▶ [STATED EXERCISE 1]:
Answer these about the text on St Aldhelm's Church:
(a) Who dedicated the church, and on what date?
(b) How many bells does the west turret hold, and what event were they added to mark?
(c) Who carved many of the oak fittings inside?

######

Church in Dorset, England

St Aldhelm's Church is a private church in Lytchett Heath, Dorset, England. It was designed by George Crickmay for Lord Eustace Cecil and built in 1898. It has been a Grade II* listed building since 1984. The lychgate of the churchyard is also Grade II listed.

==History==
St Aldhelm's was built in 1898 at the sole expense of Lord Eustace Cecil for use as a private church and to commemorate the Diamond Jubilee of Queen Victoria. It was designed by George Crickmay and dedicated by the Bishop of Salisbury, the Right Rev. John Wordsworth, on 31 May 1898. Lord Cecil first purchased a large area of land at Lytchett Heath in 1874 and built a residence, Lytchett Heath House, there in 1875.

==Architecture==
St Aldhelm's is built of rock-faced and smooth ashlar stone in the Early English style. Designed to accommodate 60 persons, it is made up of a nave, chancel, north vestry and south porch. The west turret contains eight bells, which were added to commemorate Lord Cecil's 80th birthday in 1914. The interior uses a mixture of Purbeck, Ham and Tisbury stone. Many of the internal fittings are of oak, carved by Harry Hems of Exeter. The font is of Caen stone with a Purbeck shaft. In 2001, five stained glass windows based on Saint Aldhelm were designed and made for the church by Jude Tarrant.

######

▶ [STATED EXERCISE 2]: Set out every line of the records below as a numbered list, leaving out blank lines and the pictures.

▶ [EXERCISE MATERIAL]:
######

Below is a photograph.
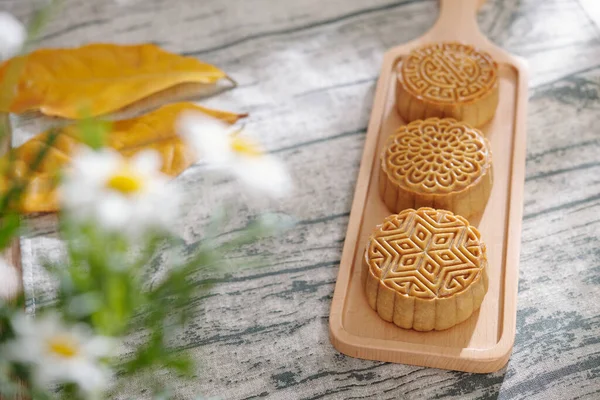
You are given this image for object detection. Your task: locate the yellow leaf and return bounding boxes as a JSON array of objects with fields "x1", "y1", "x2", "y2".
[
  {"x1": 0, "y1": 43, "x2": 227, "y2": 119},
  {"x1": 0, "y1": 103, "x2": 246, "y2": 214}
]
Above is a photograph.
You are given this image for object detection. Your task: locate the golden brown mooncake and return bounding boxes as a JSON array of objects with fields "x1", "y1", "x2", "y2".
[
  {"x1": 396, "y1": 42, "x2": 498, "y2": 127},
  {"x1": 363, "y1": 207, "x2": 488, "y2": 331},
  {"x1": 379, "y1": 118, "x2": 493, "y2": 219}
]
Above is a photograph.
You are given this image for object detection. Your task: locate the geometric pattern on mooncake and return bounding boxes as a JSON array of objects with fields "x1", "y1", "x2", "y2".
[
  {"x1": 363, "y1": 207, "x2": 488, "y2": 332},
  {"x1": 367, "y1": 208, "x2": 485, "y2": 299},
  {"x1": 381, "y1": 118, "x2": 492, "y2": 194},
  {"x1": 402, "y1": 43, "x2": 498, "y2": 104}
]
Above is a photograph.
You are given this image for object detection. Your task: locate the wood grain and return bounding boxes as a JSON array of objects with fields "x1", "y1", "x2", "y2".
[
  {"x1": 0, "y1": 0, "x2": 600, "y2": 400},
  {"x1": 330, "y1": 0, "x2": 528, "y2": 372}
]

######

▶ [RESULT 1]:
(a) The Bishop of Salisbury, the Right Rev. John Wordsworth, dedicated it on 31 May 1898.
(b) Eight bells, added to commemorate Lord Cecil's 80th birthday in 1914.
(c) Harry Hems of Exeter.

▶ [RESULT 2]:
1. Below is a photograph.
2. You are given this image for object detection. Your task: locate the yellow leaf and return bounding boxes as a JSON array of objects with fields "x1", "y1", "x2", "y2".
3. [
4.   {"x1": 0, "y1": 43, "x2": 227, "y2": 119},
5.   {"x1": 0, "y1": 103, "x2": 246, "y2": 214}
6. ]
7. Above is a photograph.
8. You are given this image for object detection. Your task: locate the golden brown mooncake and return bounding boxes as a JSON array of objects with fields "x1", "y1", "x2", "y2".
9. [
10.   {"x1": 396, "y1": 42, "x2": 498, "y2": 127},
11.   {"x1": 363, "y1": 207, "x2": 488, "y2": 331},
12.   {"x1": 379, "y1": 118, "x2": 493, "y2": 219}
13. ]
14. Above is a photograph.
15. You are given this image for object detection. Your task: locate the geometric pattern on mooncake and return bounding boxes as a JSON array of objects with fields "x1", "y1", "x2", "y2".
16. [
17.   {"x1": 363, "y1": 207, "x2": 488, "y2": 332},
18.   {"x1": 367, "y1": 208, "x2": 485, "y2": 299},
19.   {"x1": 381, "y1": 118, "x2": 492, "y2": 194},
20.   {"x1": 402, "y1": 43, "x2": 498, "y2": 104}
21. ]
22. Above is a photograph.
23. You are given this image for object detection. Your task: locate the wood grain and return bounding boxes as a JSON array of objects with fields "x1", "y1", "x2", "y2".
24. [
25.   {"x1": 0, "y1": 0, "x2": 600, "y2": 400},
26.   {"x1": 330, "y1": 0, "x2": 528, "y2": 372}
27. ]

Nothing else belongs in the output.